§ **Input data**
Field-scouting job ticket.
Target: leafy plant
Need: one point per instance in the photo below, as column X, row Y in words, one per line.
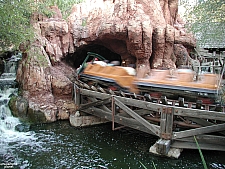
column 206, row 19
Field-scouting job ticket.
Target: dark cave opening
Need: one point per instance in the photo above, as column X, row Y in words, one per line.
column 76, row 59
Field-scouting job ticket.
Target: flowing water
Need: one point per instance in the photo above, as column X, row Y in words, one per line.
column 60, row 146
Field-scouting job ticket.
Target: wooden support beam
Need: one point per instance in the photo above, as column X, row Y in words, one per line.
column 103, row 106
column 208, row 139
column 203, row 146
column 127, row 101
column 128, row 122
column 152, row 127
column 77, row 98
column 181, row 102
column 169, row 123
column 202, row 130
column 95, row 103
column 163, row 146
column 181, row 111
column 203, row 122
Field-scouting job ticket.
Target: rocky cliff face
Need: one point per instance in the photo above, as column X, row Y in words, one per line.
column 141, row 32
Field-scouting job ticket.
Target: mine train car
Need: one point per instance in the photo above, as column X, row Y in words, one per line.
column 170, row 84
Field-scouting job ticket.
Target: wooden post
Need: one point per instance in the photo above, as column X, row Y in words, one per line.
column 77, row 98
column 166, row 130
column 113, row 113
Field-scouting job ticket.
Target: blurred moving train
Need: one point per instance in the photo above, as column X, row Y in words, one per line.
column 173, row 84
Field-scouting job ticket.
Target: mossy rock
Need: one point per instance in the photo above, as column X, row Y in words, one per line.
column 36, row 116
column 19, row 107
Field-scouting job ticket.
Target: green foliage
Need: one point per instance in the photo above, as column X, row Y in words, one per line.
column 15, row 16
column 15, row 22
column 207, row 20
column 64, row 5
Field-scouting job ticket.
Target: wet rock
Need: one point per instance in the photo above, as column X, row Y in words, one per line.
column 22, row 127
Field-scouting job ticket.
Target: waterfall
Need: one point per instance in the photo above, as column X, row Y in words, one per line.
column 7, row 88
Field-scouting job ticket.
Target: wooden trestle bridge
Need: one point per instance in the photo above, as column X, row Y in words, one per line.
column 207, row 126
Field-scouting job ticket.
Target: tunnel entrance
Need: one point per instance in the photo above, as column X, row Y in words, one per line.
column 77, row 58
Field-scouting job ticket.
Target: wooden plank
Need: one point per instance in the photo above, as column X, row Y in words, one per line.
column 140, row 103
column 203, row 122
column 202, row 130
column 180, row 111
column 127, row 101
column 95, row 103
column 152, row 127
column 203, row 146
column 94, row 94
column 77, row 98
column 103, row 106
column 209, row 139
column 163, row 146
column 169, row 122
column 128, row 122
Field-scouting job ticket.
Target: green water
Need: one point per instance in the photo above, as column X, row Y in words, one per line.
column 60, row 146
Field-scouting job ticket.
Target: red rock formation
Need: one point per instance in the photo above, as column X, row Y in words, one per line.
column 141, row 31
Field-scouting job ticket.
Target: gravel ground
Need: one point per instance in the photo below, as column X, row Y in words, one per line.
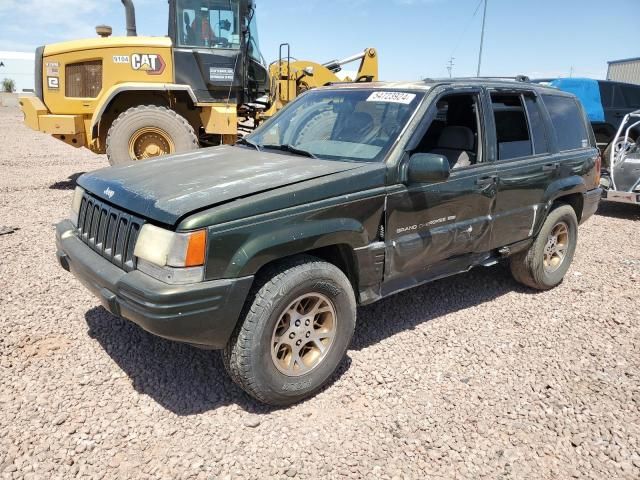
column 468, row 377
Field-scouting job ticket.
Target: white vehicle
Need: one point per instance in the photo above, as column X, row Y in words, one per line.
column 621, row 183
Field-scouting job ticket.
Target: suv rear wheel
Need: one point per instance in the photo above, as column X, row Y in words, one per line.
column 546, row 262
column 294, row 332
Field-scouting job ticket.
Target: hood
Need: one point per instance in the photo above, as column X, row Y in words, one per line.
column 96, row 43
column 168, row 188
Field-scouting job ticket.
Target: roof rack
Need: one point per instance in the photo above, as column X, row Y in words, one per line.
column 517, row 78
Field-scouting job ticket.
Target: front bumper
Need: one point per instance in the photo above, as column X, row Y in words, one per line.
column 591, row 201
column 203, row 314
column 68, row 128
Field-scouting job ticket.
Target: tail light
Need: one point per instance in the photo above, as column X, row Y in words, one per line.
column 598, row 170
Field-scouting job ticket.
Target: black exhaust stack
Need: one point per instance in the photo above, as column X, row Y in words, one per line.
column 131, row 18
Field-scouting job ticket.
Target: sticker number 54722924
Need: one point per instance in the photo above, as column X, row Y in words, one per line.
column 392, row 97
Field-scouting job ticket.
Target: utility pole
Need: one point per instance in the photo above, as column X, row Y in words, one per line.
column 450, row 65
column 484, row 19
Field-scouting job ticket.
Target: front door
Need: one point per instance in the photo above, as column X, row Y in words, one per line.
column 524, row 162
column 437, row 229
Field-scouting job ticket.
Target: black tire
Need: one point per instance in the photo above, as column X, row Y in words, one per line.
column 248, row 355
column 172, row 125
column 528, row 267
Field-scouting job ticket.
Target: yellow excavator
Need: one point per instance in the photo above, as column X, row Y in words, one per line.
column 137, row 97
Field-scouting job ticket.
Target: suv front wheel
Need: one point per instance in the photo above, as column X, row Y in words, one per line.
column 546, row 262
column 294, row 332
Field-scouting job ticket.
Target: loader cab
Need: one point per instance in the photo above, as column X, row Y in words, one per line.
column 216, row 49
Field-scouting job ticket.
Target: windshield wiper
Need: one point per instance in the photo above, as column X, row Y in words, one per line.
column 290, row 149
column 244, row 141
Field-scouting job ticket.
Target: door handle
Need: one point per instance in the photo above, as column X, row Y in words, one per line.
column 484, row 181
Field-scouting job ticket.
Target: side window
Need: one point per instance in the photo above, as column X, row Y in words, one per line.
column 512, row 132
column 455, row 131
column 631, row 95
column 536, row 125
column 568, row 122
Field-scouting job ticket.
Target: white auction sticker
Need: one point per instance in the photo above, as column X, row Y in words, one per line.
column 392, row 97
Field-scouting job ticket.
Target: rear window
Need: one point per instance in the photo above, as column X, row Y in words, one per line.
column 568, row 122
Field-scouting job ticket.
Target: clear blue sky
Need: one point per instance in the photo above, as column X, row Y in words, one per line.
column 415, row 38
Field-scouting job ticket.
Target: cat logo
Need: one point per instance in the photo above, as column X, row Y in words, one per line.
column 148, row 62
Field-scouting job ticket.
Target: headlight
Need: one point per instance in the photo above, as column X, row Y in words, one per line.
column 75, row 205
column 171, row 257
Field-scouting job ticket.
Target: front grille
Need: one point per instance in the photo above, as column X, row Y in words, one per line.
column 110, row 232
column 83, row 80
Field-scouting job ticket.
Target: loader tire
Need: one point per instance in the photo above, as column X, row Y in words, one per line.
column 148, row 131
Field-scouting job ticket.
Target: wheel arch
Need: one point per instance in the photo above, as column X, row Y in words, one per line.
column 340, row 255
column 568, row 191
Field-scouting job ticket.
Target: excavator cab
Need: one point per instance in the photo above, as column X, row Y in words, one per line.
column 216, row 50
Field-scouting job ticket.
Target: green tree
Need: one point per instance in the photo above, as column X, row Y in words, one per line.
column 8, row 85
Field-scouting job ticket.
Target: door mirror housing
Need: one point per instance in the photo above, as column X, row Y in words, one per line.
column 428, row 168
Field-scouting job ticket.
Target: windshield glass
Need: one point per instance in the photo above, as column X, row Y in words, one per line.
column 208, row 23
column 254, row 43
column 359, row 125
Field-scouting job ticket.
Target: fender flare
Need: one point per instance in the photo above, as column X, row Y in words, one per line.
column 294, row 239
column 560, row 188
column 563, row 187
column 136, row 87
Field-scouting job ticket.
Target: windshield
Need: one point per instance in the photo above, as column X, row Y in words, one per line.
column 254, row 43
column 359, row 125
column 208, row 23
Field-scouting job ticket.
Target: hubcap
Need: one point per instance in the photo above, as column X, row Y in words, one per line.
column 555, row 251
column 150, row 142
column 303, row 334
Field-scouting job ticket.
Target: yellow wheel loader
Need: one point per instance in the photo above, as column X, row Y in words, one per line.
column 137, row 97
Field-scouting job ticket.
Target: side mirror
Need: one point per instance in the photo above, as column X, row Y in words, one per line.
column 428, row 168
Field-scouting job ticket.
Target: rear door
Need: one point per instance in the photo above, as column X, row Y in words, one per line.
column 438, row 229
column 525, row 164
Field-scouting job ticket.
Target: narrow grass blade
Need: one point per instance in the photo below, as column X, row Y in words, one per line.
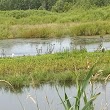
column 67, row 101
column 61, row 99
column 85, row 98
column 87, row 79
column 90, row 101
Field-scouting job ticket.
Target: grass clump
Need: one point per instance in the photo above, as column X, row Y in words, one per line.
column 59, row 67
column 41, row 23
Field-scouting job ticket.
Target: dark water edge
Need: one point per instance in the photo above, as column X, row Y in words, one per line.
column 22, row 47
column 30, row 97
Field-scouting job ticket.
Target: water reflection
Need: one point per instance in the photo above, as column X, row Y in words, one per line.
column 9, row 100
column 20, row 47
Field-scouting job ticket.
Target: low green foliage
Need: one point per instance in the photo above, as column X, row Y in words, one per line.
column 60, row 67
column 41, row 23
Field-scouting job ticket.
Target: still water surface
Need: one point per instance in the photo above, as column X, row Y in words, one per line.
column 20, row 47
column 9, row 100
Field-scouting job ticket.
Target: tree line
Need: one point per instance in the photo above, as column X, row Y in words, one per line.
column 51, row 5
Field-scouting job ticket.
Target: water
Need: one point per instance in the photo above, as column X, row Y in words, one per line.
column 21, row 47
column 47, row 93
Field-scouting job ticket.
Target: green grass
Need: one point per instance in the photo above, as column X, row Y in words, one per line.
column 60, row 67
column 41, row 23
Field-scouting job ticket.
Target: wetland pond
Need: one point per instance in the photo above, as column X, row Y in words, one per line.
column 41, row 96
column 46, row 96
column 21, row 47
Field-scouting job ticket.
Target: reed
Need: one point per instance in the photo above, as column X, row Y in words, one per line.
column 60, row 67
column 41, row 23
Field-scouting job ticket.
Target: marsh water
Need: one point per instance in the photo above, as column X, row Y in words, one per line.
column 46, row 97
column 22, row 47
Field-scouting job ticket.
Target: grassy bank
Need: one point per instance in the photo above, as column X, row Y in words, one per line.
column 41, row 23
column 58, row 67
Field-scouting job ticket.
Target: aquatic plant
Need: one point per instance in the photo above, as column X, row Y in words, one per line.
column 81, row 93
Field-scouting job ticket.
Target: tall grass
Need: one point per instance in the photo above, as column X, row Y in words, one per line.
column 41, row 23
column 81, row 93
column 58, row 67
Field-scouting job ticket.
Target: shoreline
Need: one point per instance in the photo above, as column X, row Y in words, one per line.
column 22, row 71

§ **The problem**
List every line above that contains the word "mirror".

§ **Written response**
Target: door mirror housing
Target: side mirror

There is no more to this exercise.